* START Text to read *

====
eval
====

Run batch evaluation across multiple tasks and seeds.

Synopsis
========

.. code-block:: bash

   maple eval POLICY_ID ENV_ID BACKEND [OPTIONS]

Description
===========

The ``eval`` command runs comprehensive batch evaluations, automatically iterating 
over tasks and seeds. Results are saved as JSON, with optional Markdown and CSV exports.

Arguments
=========

``POLICY_ID``
    ID of a running policy (e.g., ``openvla-7b-a1b2c3d4``)

``ENV_ID``
    ID of a running environment (e.g., ``libero-x1y2z3w4``)

``BACKEND``
    Environment backend to load (e.g., ``libero``)

Options
=======

``--tasks, -t TEXT`` (required)
    Tasks to evaluate. Can be:
    
    - Suite name: ``libero_10`` (fetches all tasks in suite)
    - Explicit list: ``libero_10/0,libero_10/1,libero_10/2``
    - Single task: ``libero_10/0``

``--seeds, -s TEXT``
    Random seeds (comma-separated). Default: ``0``

``--max-steps, -m INTEGER``
    Maximum steps per episode. Default: from config (300)

``--unnorm-key, -u TEXT``
    Dataset key for action unnormalization (policy-specific)

``--save-video, -v``
    Save rollout videos

``--video-dir TEXT``
    Directory for videos. Default: ``~/.maple/videos``
  
``--model-kwargs, -u STR``
    Model-specific parameters

``--env-kwargs, -e STR``
    Env-specific parameters

``--output, -o PATH``
    Output directory for results. Default: ``~/.maple/results``

``--format, -f TEXT``
    Output format: ``json``, ``markdown``, ``csv``, ``all``. Default: ``json``

``--parallel, -p INTEGER``
    Number of parallel evaluations (experimental). Default: 1

``--port INTEGER``
    Daemon port to connect to (default: from config, typically 8000)

* END Text to read *
* START Dataset excerpt *

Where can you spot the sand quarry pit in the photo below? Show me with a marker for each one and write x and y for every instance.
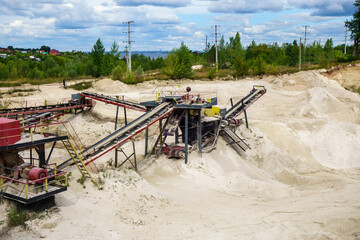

* END Dataset excerpt *

▸ **Set tasks**:
A: In the eval command reference, why does passing only the suite name ``libero_10`` to --tasks evaluate every task in that suite?
B: List the positional arguments of the eval command reference, each with what it specifies.
C: Copy the eval command reference word for word, starting at "maple eval POLICY_ID" and ending at "and CSV exports.".

▸ **Set of answers**:
A: A suite name given to --tasks makes the command fetch all tasks in that suite, so each of them is evaluated.

B:
- POLICY_ID: the ID of a running policy (e.g., openvla-7b-a1b2c3d4)
- ENV_ID: the ID of a running environment (e.g., libero-x1y2z3w4)
- BACKEND: the environment backend to load (e.g., libero)

C:
maple eval POLICY_ID ENV_ID BACKEND [OPTIONS]

Description
===========

The ``eval`` command runs comprehensive batch evaluations, automatically iterating 
over tasks and seeds. Results are saved as JSON, with optional Markdown and CSV exports.